▶ [WHAT IS REQUIRED] Only those lines running from the line that contains "Note: one point per instance of the press" through the end of the material are to be written out, each exactly as shown.

****

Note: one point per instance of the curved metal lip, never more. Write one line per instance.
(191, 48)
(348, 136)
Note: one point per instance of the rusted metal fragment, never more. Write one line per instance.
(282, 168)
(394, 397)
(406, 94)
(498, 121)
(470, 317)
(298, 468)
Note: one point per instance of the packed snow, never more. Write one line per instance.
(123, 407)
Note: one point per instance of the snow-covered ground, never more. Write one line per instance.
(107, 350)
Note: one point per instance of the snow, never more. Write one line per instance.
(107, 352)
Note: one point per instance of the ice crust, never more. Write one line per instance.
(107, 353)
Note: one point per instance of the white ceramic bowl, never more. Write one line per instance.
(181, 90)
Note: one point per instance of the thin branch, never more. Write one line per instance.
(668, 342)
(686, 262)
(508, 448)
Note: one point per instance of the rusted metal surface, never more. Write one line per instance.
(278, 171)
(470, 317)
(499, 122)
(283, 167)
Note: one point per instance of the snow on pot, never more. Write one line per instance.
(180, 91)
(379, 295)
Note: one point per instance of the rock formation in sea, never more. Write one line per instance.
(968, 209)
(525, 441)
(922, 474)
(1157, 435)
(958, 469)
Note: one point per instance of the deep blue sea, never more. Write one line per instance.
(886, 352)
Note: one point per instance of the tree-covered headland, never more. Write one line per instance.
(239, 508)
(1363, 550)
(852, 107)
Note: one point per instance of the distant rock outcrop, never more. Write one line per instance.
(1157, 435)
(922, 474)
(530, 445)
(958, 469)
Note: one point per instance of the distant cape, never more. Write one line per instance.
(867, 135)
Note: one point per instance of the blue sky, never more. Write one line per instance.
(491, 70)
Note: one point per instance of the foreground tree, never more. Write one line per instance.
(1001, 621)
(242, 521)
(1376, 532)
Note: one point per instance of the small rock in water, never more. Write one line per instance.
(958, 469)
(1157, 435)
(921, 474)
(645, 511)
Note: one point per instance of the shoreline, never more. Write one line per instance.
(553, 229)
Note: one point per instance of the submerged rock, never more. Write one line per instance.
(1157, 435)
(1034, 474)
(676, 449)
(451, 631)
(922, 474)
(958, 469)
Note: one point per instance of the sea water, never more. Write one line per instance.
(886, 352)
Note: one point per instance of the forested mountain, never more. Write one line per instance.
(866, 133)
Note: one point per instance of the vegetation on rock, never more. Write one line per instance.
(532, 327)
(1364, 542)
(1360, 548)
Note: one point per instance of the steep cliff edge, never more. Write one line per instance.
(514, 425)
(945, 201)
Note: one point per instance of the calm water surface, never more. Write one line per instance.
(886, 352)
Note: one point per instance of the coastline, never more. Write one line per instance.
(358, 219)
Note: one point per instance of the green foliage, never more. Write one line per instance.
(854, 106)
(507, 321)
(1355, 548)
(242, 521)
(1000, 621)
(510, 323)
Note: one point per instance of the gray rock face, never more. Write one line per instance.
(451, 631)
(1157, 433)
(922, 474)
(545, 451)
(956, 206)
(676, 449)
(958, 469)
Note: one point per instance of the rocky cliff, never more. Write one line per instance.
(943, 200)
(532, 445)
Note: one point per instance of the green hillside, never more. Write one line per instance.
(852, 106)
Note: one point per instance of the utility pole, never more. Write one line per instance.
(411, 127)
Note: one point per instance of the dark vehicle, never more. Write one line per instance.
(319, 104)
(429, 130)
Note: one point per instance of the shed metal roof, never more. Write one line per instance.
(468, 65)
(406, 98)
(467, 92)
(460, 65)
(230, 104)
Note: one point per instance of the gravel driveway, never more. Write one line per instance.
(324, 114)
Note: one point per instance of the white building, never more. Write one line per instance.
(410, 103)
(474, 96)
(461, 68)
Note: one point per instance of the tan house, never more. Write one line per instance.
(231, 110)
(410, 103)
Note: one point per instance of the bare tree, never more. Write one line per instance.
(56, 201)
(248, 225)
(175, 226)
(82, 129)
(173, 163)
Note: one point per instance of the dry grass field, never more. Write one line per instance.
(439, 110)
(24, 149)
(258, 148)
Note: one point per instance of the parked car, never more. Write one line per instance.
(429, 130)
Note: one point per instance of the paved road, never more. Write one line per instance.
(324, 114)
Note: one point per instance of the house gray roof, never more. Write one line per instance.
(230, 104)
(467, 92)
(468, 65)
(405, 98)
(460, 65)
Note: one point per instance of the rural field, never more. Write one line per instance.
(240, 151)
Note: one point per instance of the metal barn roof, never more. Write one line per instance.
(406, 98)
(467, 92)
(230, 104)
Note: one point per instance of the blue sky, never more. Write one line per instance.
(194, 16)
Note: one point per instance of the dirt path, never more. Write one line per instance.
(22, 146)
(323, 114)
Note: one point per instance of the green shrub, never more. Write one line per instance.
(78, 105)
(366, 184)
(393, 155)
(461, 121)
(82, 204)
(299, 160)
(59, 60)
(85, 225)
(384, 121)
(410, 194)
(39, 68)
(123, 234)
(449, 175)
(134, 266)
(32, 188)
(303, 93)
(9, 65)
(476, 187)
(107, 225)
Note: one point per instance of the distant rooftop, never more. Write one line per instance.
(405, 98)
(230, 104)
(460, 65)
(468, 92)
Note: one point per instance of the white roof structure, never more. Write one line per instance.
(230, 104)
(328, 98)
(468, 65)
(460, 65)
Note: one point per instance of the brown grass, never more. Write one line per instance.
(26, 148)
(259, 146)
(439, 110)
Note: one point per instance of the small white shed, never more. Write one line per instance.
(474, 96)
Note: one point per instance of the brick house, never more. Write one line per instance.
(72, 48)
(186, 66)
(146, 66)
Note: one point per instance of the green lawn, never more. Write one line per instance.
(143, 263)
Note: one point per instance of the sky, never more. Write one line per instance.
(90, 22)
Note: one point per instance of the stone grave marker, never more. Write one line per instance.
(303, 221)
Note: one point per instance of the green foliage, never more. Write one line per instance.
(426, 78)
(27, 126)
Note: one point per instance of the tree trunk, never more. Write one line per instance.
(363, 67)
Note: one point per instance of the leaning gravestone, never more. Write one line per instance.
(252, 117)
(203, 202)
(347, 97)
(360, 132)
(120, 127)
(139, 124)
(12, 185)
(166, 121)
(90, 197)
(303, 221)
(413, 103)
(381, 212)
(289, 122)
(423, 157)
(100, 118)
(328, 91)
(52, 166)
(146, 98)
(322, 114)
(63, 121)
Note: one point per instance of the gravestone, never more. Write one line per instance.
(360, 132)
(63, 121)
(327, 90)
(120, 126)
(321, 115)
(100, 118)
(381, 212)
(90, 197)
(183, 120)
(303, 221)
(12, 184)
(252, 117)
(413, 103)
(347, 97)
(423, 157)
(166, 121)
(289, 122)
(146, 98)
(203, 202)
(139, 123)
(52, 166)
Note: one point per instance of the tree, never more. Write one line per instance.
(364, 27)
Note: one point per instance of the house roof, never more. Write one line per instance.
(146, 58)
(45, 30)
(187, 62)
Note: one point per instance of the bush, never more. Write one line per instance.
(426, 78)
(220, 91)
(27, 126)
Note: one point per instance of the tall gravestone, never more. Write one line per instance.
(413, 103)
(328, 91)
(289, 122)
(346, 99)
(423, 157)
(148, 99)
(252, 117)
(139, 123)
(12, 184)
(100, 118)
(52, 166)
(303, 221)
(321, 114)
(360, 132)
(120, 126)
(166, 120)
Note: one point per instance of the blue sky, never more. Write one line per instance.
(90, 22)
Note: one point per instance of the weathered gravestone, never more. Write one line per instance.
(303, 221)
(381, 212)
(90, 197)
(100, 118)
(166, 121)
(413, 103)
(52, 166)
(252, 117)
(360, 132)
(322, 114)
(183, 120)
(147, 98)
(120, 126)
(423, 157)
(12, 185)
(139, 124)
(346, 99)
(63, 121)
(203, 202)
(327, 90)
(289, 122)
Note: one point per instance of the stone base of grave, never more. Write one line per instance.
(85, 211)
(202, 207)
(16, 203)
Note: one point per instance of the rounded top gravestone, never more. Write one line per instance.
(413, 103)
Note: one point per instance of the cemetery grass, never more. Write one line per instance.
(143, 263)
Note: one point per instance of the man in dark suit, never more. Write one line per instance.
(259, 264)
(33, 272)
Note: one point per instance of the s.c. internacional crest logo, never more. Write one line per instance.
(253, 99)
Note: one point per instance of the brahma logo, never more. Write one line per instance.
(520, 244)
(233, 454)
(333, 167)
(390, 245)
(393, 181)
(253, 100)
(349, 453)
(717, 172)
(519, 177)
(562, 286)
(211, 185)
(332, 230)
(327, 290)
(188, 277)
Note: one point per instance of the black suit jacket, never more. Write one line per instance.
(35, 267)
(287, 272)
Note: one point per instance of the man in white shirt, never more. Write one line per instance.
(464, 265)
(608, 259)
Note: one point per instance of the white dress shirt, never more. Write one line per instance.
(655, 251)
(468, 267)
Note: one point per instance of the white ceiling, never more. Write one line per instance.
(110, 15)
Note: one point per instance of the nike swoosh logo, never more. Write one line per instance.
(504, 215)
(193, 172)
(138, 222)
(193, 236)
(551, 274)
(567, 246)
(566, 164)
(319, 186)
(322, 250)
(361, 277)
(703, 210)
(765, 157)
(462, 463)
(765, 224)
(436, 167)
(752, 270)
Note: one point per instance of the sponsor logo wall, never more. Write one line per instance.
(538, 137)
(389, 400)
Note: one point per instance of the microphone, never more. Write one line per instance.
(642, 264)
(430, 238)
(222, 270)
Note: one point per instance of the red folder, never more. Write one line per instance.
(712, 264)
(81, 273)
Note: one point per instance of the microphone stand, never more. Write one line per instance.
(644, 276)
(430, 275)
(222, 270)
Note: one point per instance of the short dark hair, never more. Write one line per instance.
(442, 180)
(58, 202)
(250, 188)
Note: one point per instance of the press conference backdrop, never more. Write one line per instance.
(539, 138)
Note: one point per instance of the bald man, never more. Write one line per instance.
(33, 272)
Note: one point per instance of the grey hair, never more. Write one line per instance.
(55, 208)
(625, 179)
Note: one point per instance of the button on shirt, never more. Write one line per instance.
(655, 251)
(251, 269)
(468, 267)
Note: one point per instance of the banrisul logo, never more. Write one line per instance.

****

▶ [THE RESULT]
Note: one point per instance of the press conference backdrop, never more. Write one line per instance.
(539, 138)
Note: one point per instance of the bald man, never more. Write one line per instance.
(33, 272)
Note: one point per instance of the grey hair, never more. Write one line per instance.
(55, 208)
(625, 179)
Note: one point per instance of the button on shirt, never more. Write one line per instance.
(655, 251)
(251, 269)
(468, 267)
Note: one point per instance of the banrisul logo, never more. Write one line per instance.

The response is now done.